• **TEXTO MOSTRADO**
Un país más compasivo con la muerte. Familiares, asociaciones y partidos, a las puertas del Congreso tras aprobarse la ley de eutanasia.
Un país más compasivo con la muerte. Familiares, asociaciones y partidos, a las puertas del Congreso tras aprobarse la ley de eutanasia.

En la primavera del 2018 escribí un artículo titulado Vivir solo vale la pena para vivir que comenzaba así: “Esta semana se nos fue Luis de Marcos, el enfermo de esclerosis que luchó para lograr que se despenalizara la eutanasia. Aunque se fue sin conseguirlo, estoy segura de que la batalla que emprendió no ha sido en balde. Ha removido muchas conciencias. Entre otras, la mía”.

Más de dos años y medio después, por fin, he visto confirmada mi creencia de que su batalla no fue en balde; ni la de Ramón Sampedro, Jorge León, María José Carrasco y Ángel Hernández, Maribel Tellaetxe, José Antonio Arrabal y tantos y tantos que han luchado durante décadas por conseguir una muerte digna, la muerte que les negaron a ellos que debieron de hacerlo al margen de la ley, exponiendo a una sanción o, incluso, a la cárcel a las personas amadas, incomprendidos y atacados por muchos que se creen en el derecho de imponer sus preceptos morales a los demás.

• **DATOS**
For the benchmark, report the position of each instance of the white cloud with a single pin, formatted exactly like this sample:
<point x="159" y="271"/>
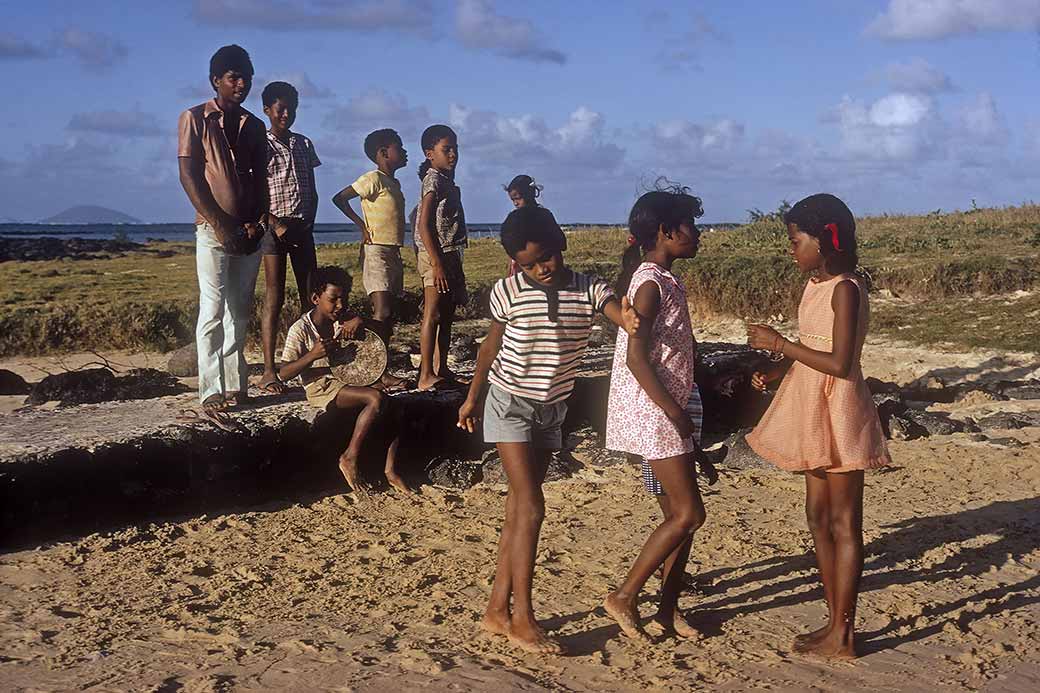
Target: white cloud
<point x="906" y="20"/>
<point x="917" y="75"/>
<point x="304" y="84"/>
<point x="120" y="123"/>
<point x="14" y="47"/>
<point x="375" y="108"/>
<point x="479" y="27"/>
<point x="312" y="15"/>
<point x="980" y="122"/>
<point x="95" y="50"/>
<point x="898" y="127"/>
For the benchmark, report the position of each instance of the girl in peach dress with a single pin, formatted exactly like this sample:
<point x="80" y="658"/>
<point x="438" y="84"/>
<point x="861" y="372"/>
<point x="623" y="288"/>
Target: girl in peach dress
<point x="823" y="422"/>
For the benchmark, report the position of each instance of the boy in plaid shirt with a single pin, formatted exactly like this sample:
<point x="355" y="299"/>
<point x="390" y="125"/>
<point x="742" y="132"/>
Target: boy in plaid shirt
<point x="293" y="202"/>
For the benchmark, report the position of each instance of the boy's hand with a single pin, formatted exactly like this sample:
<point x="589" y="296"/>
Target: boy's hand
<point x="762" y="336"/>
<point x="468" y="419"/>
<point x="253" y="230"/>
<point x="440" y="279"/>
<point x="629" y="318"/>
<point x="351" y="327"/>
<point x="320" y="350"/>
<point x="760" y="381"/>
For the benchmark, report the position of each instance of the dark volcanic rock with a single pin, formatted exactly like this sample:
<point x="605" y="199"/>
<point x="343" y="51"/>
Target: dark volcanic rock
<point x="1009" y="420"/>
<point x="1028" y="389"/>
<point x="562" y="465"/>
<point x="184" y="361"/>
<point x="48" y="248"/>
<point x="880" y="386"/>
<point x="1007" y="442"/>
<point x="739" y="455"/>
<point x="94" y="385"/>
<point x="453" y="472"/>
<point x="901" y="428"/>
<point x="935" y="424"/>
<point x="11" y="383"/>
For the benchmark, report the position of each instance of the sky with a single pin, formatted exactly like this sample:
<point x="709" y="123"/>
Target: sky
<point x="893" y="105"/>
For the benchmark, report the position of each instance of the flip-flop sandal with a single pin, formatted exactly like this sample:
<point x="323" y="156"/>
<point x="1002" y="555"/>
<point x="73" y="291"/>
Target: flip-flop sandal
<point x="209" y="415"/>
<point x="217" y="403"/>
<point x="274" y="387"/>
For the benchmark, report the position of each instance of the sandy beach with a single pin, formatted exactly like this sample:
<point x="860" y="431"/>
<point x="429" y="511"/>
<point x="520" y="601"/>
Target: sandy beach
<point x="326" y="592"/>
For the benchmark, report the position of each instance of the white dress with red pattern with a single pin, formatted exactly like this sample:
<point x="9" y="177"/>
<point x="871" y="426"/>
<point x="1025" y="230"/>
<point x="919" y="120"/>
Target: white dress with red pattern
<point x="634" y="424"/>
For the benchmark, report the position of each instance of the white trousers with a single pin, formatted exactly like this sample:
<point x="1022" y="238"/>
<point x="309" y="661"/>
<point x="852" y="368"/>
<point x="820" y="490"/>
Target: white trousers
<point x="226" y="288"/>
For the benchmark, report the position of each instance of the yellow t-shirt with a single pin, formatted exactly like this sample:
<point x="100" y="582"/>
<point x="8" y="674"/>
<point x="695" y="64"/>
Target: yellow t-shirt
<point x="383" y="206"/>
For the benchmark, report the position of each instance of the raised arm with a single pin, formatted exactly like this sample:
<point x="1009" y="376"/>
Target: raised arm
<point x="342" y="201"/>
<point x="469" y="412"/>
<point x="839" y="360"/>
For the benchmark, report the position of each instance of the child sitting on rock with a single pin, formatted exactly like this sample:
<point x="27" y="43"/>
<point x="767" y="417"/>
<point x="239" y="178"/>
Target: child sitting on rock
<point x="307" y="345"/>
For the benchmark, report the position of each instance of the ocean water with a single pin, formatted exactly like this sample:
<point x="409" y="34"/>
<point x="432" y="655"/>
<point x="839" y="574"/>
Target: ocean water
<point x="323" y="233"/>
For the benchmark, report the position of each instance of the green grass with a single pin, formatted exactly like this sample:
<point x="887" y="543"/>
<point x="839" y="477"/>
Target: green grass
<point x="148" y="300"/>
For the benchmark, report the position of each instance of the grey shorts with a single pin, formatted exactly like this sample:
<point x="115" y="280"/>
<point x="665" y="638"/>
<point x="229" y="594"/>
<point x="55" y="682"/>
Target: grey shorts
<point x="510" y="418"/>
<point x="382" y="270"/>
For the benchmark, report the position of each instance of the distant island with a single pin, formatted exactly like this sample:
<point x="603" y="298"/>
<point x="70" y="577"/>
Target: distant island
<point x="91" y="214"/>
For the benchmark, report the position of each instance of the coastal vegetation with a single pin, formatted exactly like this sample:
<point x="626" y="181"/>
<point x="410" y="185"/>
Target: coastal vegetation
<point x="967" y="279"/>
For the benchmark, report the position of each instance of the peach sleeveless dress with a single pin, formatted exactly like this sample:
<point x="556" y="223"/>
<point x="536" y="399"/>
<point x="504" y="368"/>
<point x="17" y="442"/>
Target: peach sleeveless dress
<point x="820" y="421"/>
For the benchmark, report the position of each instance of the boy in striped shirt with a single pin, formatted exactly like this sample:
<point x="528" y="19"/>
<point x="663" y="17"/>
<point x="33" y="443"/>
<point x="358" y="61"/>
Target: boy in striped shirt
<point x="541" y="322"/>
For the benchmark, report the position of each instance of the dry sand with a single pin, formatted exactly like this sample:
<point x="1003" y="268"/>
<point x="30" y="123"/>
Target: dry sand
<point x="328" y="593"/>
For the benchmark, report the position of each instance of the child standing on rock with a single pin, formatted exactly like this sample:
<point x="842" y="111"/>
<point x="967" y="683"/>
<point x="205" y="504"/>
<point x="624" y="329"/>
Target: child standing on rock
<point x="823" y="422"/>
<point x="541" y="323"/>
<point x="654" y="408"/>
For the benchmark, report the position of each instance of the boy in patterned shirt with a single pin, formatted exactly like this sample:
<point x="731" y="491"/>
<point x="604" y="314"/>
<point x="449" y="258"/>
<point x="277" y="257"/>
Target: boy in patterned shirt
<point x="541" y="322"/>
<point x="382" y="229"/>
<point x="293" y="203"/>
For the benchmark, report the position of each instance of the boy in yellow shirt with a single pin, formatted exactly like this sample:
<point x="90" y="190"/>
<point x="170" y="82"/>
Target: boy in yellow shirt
<point x="382" y="229"/>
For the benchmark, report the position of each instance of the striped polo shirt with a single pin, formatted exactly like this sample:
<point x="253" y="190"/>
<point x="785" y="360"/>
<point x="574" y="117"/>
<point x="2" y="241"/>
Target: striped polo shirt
<point x="539" y="358"/>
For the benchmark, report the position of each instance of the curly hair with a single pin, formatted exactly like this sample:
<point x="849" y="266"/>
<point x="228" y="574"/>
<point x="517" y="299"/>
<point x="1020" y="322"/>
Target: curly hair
<point x="828" y="220"/>
<point x="669" y="206"/>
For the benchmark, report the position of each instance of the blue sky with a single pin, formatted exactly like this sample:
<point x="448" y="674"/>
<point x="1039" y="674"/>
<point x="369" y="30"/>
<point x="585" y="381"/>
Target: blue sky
<point x="895" y="105"/>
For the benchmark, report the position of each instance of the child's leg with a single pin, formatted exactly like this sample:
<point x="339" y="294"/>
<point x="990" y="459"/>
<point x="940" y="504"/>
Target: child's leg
<point x="274" y="272"/>
<point x="679" y="482"/>
<point x="446" y="311"/>
<point x="846" y="520"/>
<point x="304" y="262"/>
<point x="525" y="469"/>
<point x="391" y="463"/>
<point x="674" y="570"/>
<point x="371" y="403"/>
<point x="817" y="512"/>
<point x="427" y="337"/>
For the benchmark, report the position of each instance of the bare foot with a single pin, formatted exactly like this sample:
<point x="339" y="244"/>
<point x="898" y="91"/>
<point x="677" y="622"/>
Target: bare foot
<point x="627" y="617"/>
<point x="431" y="383"/>
<point x="269" y="384"/>
<point x="395" y="481"/>
<point x="808" y="638"/>
<point x="530" y="638"/>
<point x="348" y="467"/>
<point x="676" y="625"/>
<point x="836" y="643"/>
<point x="495" y="622"/>
<point x="392" y="383"/>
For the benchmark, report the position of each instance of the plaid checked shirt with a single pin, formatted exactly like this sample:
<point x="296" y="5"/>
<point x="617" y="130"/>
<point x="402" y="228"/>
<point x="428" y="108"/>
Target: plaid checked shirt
<point x="290" y="177"/>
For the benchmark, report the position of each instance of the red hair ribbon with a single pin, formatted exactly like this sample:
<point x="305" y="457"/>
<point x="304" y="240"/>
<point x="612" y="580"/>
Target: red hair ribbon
<point x="833" y="228"/>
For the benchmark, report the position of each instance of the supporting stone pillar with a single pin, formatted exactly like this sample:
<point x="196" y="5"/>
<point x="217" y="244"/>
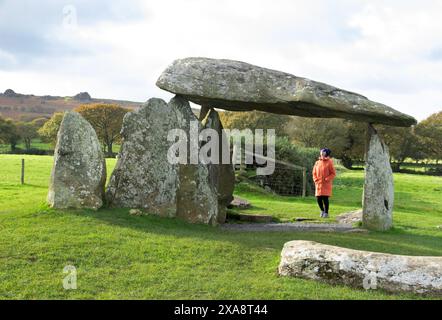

• **TU TAREA**
Resume en dos oraciones el texto sobre la ley de eutanasia. Responde basándote únicamente en el texto.

• **SOLUCIÓN**
Un artículo de la primavera de 2018 recordaba la muerte de Luis de Marcos, enfermo de esclerosis que luchó sin éxito por despenalizar la eutanasia, y sostenía que su batalla no había sido en balde. Más de dos años y medio después, con la ley de eutanasia aprobada en el Congreso, esa creencia se ve confirmada también para Ramón Sampedro y tantos otros que lucharon durante décadas por una muerte digna que se les negó.